[DATA LINES]
........

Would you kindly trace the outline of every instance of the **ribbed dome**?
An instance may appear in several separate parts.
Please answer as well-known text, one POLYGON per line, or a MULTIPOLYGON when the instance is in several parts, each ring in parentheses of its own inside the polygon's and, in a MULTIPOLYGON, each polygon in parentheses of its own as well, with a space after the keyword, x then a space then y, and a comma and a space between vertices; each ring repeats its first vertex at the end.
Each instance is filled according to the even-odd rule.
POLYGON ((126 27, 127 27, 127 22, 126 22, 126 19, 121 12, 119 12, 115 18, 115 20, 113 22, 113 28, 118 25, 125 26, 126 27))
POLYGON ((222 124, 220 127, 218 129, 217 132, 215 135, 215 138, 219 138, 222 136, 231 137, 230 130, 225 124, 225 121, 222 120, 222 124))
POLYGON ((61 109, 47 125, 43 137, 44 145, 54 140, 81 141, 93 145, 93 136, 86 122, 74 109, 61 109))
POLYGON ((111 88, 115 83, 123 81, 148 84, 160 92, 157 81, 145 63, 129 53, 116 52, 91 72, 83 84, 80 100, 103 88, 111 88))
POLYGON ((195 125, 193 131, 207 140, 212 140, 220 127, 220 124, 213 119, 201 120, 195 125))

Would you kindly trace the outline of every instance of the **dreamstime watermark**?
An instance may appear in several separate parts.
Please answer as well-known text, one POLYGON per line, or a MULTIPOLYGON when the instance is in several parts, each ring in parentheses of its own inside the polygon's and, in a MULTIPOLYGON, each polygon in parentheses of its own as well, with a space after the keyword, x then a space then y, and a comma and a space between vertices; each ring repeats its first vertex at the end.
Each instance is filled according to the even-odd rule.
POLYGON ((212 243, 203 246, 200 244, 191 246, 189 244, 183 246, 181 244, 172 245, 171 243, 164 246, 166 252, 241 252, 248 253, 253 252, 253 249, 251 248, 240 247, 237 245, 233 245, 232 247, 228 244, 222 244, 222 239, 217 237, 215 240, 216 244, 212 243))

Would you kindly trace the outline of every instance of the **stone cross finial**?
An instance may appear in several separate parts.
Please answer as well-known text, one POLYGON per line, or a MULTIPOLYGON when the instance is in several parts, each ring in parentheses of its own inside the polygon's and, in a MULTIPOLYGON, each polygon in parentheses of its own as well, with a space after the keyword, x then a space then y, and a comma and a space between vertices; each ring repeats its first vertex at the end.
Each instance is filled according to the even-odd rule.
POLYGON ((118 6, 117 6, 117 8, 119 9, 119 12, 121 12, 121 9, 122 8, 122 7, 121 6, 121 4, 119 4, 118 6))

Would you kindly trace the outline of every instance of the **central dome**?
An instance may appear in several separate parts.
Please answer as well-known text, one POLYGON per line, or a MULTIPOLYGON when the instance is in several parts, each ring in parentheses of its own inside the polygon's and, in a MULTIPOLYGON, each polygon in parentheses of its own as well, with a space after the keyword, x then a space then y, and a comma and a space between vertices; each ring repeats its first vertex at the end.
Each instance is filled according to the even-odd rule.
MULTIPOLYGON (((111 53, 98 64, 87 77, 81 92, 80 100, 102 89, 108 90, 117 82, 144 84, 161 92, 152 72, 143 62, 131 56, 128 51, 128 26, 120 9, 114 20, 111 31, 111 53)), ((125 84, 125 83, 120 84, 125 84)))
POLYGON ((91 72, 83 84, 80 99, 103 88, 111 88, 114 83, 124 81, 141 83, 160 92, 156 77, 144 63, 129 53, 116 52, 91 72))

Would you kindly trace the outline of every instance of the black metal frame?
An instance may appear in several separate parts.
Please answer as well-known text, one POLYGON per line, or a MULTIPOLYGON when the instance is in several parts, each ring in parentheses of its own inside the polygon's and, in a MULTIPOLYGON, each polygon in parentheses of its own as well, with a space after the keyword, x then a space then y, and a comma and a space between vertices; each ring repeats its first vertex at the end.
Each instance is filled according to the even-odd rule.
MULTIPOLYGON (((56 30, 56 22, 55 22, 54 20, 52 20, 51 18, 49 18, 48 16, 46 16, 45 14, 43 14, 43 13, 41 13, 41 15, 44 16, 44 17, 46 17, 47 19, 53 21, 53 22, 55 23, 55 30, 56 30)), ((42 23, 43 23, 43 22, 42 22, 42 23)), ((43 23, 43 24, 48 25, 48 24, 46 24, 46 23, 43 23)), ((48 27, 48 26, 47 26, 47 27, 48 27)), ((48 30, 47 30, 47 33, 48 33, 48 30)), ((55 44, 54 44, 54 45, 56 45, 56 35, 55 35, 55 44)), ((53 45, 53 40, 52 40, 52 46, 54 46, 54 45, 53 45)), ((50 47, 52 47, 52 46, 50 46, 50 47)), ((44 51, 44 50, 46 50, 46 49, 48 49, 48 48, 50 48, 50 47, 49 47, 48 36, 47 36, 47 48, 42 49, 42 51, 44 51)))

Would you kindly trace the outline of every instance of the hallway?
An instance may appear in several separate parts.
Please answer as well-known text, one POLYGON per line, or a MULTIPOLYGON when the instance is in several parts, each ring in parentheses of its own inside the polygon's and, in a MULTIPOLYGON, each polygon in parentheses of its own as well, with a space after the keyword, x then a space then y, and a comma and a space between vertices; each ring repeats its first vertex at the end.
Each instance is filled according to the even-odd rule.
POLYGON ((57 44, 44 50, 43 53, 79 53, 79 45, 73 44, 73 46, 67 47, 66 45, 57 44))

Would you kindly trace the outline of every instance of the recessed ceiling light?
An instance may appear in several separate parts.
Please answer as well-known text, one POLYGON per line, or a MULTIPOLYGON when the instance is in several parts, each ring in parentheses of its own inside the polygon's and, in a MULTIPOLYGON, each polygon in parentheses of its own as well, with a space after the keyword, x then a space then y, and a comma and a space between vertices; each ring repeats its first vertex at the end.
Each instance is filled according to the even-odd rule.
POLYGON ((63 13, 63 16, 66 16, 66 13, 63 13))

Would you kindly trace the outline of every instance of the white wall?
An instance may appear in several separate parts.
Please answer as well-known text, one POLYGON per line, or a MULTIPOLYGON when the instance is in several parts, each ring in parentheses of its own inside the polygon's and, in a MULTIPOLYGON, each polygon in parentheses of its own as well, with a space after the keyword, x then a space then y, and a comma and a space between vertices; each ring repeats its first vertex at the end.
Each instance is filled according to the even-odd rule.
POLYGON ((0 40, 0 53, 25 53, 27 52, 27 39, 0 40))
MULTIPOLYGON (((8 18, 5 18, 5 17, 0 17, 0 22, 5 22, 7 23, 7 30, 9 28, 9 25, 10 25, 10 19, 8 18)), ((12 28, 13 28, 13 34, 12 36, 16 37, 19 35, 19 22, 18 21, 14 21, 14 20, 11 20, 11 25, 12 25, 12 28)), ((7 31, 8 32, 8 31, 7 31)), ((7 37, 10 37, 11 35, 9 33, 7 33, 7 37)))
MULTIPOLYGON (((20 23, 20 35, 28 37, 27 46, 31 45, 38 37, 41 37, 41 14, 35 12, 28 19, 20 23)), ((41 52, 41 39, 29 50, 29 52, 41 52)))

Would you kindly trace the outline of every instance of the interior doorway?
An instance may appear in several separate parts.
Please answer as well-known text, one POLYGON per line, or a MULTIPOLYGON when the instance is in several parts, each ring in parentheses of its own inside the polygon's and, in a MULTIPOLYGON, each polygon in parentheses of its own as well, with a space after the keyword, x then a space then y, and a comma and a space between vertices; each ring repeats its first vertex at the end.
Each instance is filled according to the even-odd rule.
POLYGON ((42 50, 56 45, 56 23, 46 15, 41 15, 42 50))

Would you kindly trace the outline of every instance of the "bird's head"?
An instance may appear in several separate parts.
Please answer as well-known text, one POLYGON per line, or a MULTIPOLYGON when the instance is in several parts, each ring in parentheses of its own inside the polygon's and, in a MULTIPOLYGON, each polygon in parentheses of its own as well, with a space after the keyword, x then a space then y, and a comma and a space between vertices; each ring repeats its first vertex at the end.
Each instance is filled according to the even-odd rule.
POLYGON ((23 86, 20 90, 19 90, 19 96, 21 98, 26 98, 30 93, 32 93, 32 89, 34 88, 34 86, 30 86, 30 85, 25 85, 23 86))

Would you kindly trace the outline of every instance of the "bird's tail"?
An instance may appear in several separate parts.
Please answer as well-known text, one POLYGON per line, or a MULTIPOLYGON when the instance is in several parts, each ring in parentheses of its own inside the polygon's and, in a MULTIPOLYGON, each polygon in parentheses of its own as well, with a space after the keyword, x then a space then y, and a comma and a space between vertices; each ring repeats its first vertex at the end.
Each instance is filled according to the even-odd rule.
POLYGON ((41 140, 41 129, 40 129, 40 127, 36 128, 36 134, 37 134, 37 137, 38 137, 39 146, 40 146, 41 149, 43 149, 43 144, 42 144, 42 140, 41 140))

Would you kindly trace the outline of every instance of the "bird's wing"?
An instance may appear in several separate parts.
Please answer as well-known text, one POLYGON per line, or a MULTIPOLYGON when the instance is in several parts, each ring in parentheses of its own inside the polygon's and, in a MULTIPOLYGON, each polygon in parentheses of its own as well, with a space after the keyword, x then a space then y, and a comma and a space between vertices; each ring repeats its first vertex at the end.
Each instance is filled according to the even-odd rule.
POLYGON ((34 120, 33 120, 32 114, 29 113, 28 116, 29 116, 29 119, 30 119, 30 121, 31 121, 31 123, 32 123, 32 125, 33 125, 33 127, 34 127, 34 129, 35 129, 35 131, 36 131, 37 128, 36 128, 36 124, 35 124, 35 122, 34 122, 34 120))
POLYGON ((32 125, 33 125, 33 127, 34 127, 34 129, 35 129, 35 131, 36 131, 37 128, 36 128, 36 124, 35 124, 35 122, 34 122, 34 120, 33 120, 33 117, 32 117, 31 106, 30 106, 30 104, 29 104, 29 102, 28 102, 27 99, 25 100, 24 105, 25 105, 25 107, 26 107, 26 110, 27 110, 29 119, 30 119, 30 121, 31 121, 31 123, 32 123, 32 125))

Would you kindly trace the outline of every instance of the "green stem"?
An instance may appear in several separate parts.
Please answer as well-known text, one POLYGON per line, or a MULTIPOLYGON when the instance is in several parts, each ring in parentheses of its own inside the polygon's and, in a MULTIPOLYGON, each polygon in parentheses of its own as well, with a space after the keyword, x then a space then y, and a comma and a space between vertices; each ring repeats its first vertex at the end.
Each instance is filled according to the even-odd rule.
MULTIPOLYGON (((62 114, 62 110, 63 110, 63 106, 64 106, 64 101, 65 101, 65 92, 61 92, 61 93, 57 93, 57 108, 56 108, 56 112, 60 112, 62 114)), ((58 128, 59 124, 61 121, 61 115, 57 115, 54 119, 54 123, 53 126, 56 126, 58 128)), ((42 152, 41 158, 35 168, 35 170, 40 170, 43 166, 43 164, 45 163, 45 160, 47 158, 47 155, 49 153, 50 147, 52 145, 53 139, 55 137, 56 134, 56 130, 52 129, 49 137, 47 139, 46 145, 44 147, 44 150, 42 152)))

........

Reproduce the entries starting at the line that contains "recessed ceiling light?" and ending at the line that contains "POLYGON ((63 13, 63 16, 66 16, 66 13, 63 13))", substituting "pendant" for "recessed" and leaving everything else unchanged.

Would you kindly trace the outline of every instance of the pendant ceiling light?
An instance may appear in several separate parts.
Please answer as well-known text, one POLYGON per line, or a MULTIPOLYGON when the instance is in several parts, each ring in parentheses of its own inside the polygon's and, in a MULTIPOLYGON, each polygon in parentheses of its own as well, with a space after the keyword, x then a space then y, and a comma and a space between vertices; each ring repeats its first vertex at the end.
Each instance is filled according to the even-odd rule.
POLYGON ((63 13, 63 16, 66 16, 66 13, 63 13))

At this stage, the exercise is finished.